▶ _BRIEF 1_
Reproduce the Fort Worth museum account verbatim, beginning at "We visited the" and stopping after "until 9 PM.".
▶ _BRIEF 2_
Write the next stretch of the Fort Worth museum account, picking up right after its final sentence.

On my first visit to any museum outside of Houston during the Coronavirus pandemic, I took a road trip (also my first since the Great Lockdown began in early March) with my wife, Tina, to Fort Worth, to see art in the spaces that were formative to my art and museum experiences.
We visited the Modern Art Museum of Fort Worth (The Modern) and the Kimbell Art Museum. The Amon Carter Museum of American Art, also in the city’s art district, had only permanent exhibitions on view at the moment, so I’ve saved that visit for another trip.
The Modern reopened a month ago on July 1, after closing on March 14 due to the shut downs caused by COVID-19. Although we at Glasstire reported on the museum’s reopening, I wanted to see things for myself.
There were signs at the Modern’s entrance that state their health and safety protocols for visitors, and reminders to follow social-distancing guidelines. I arrived after 5 PM on a Friday, when the museum is open until 9 PM.

▶ _DATA PROVIDED_
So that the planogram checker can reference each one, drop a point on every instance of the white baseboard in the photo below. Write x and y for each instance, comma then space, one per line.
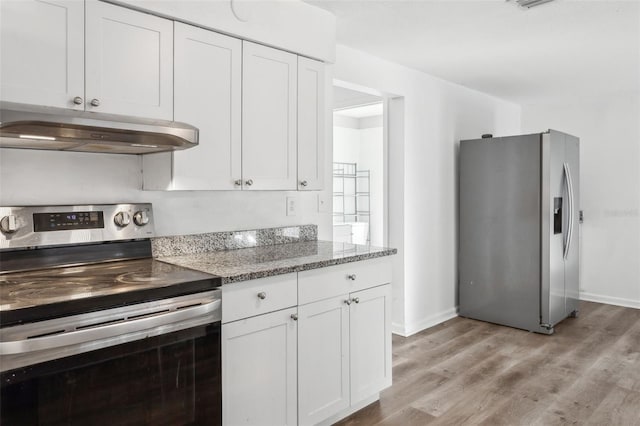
609, 300
406, 330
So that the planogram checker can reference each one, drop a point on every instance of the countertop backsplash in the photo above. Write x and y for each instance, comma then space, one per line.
231, 240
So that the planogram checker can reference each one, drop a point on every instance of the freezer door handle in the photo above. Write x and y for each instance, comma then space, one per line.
569, 234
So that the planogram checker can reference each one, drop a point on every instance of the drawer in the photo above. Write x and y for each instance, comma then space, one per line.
323, 283
255, 297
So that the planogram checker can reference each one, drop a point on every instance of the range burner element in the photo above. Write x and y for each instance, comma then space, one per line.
21, 290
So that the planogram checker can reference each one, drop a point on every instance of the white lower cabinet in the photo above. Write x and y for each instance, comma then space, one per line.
323, 359
259, 370
370, 342
344, 350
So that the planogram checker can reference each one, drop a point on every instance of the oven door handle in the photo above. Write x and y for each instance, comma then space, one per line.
120, 328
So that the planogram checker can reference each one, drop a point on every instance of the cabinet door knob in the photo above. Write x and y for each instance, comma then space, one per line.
9, 224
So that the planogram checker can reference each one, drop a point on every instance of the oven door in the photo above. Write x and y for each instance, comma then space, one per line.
168, 375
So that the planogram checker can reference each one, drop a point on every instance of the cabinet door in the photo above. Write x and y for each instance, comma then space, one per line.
42, 52
259, 370
207, 94
129, 62
370, 337
268, 118
310, 124
323, 359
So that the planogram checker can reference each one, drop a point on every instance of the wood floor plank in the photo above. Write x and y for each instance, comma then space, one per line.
441, 400
620, 407
467, 372
408, 416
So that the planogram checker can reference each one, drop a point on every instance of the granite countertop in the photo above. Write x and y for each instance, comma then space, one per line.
265, 261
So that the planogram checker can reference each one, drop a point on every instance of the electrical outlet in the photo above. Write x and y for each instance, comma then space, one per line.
292, 205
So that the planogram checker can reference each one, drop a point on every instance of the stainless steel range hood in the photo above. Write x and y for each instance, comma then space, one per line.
34, 127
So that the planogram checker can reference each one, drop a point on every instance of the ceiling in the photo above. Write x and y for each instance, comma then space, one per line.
577, 49
372, 110
347, 98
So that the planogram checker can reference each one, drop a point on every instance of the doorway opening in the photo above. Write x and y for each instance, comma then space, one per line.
359, 167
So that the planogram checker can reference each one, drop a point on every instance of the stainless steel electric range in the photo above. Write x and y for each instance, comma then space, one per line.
93, 330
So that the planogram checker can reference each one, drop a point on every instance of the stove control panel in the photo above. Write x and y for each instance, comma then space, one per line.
37, 226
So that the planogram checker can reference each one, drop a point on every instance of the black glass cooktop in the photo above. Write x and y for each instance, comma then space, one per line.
55, 292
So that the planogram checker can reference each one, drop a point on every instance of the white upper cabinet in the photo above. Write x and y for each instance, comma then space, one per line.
269, 118
129, 62
91, 56
310, 124
42, 52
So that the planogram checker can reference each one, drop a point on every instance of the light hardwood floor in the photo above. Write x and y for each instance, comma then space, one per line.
467, 372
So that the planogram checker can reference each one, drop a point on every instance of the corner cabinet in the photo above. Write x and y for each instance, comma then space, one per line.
311, 130
113, 60
42, 52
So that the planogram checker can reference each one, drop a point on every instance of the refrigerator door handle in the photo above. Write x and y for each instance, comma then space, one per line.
569, 233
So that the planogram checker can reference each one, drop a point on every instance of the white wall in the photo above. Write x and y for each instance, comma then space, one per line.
423, 169
609, 131
30, 177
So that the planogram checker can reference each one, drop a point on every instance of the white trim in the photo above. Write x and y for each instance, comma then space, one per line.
610, 300
410, 329
350, 410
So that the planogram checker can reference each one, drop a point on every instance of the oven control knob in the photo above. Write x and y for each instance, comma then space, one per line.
9, 224
122, 219
141, 218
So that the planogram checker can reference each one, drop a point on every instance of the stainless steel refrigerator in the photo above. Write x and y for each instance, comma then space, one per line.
519, 211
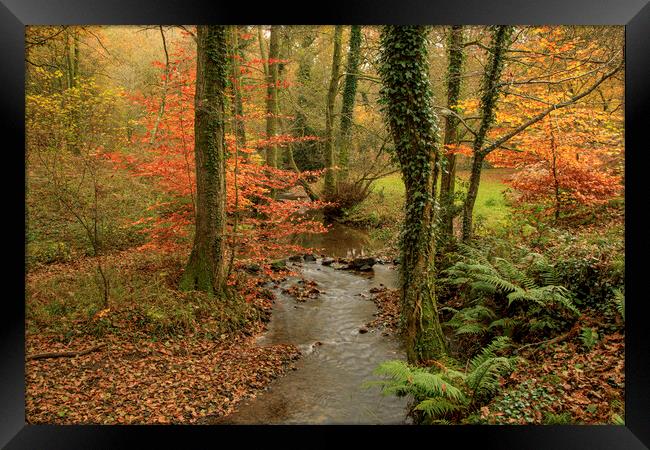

▶ _EXERCISE RESULT 1_
We visited the Modern Art Museum of Fort Worth (The Modern) and the Kimbell Art Museum. The Amon Carter Museum of American Art, also in the city’s art district, had only permanent exhibitions on view at the moment, so I’ve saved that visit for another trip.
The Modern reopened a month ago on July 1, after closing on March 14 due to the shut downs caused by COVID-19. Although we at Glasstire reported on the museum’s reopening, I wanted to see things for myself.
There were signs at the Modern’s entrance that state their health and safety protocols for visitors, and reminders to follow social-distancing guidelines. I arrived after 5 PM on a Friday, when the museum is open until 9 PM.

▶ _EXERCISE RESULT 2_
I didn’t check out the bathroom, so I can’t say what that experience would be like at the Modern (or the Kimbell), but there were a few hands-free hygiene stations with hand sanitizers available.
There were very few visitors, and no line, so getting through the ticket area was a breeze. Before COVID (BC), Friday evenings at the Modern were lively — the contrast is stark.
The handful of visitors at the Mark Bradford: End Papers exhibition stood apart from one another, and everyone wore a mask.
The overall experience at the Modern felt safe — for the brave souls who ventured out, the risks seemed low.
Across the street at the Kimbell, we used the underground parking and went to the Flesh & Blood exhibition in the museum’s Renzo Piano building. A few signs and red, circular social distance stickers were placed on the path leading to the front door.
Artist Layla Luna, who moonlights as a Kimbell employee, greeted us from behind her mask and her Plexiglassed desk area. Tina and I navigated through the stanchions, scanned our tickets, and went into the galleries.
The galleries held a lot more people than I believed I’d find there, considering that the show was contained in one large room with floating walls. It was a relief, however, to see that all guests and staff wore masks.
Unlike my visit to the Museum of Fine Arts, Houston, temperature checks were neither administered nor required at either Fort Worth museum.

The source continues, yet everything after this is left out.